Start of ENTRIES PROVIDED

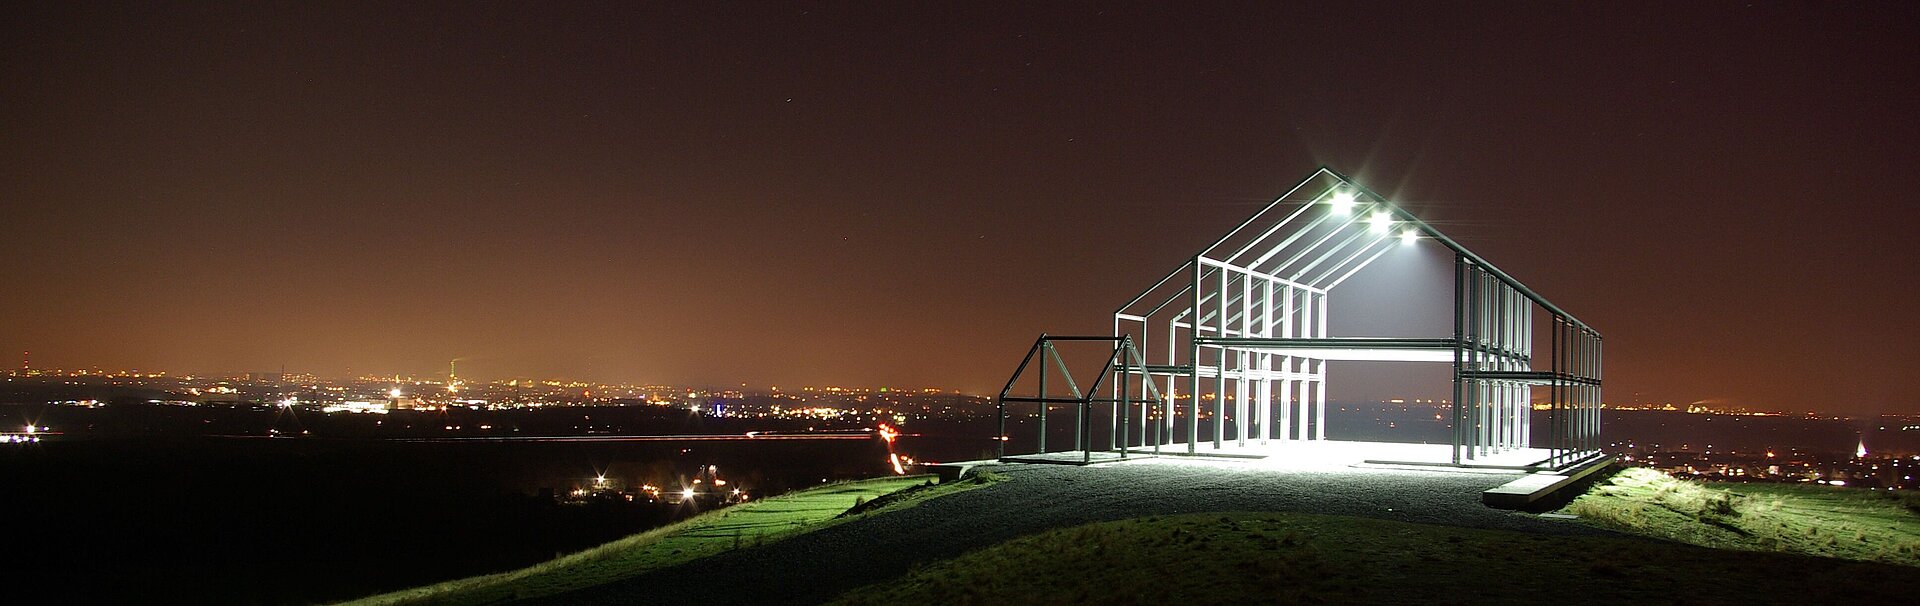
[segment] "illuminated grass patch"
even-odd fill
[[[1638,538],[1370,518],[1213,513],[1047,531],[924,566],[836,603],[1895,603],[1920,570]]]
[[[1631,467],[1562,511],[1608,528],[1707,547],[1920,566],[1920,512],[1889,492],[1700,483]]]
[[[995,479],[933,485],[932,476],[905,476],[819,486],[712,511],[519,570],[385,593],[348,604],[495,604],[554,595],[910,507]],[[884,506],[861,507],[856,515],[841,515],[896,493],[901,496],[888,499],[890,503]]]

End of ENTRIES PROVIDED

## EXERCISE DIRECTIONS
Copy every entry above exactly as it stands, but leave the pictures out.

## EXERCISE SOLUTION
[segment] "illuminated grass patch"
even-odd fill
[[[1638,538],[1370,518],[1213,513],[1047,531],[924,566],[836,603],[1895,603],[1920,570]]]
[[[1631,467],[1562,511],[1608,528],[1707,547],[1920,566],[1920,512],[1889,492],[1700,483]]]
[[[995,479],[933,485],[932,476],[905,476],[819,486],[712,511],[519,570],[385,593],[348,604],[495,604],[554,595],[910,507]],[[884,506],[861,507],[856,515],[841,515],[896,493],[901,496],[888,499],[890,503]]]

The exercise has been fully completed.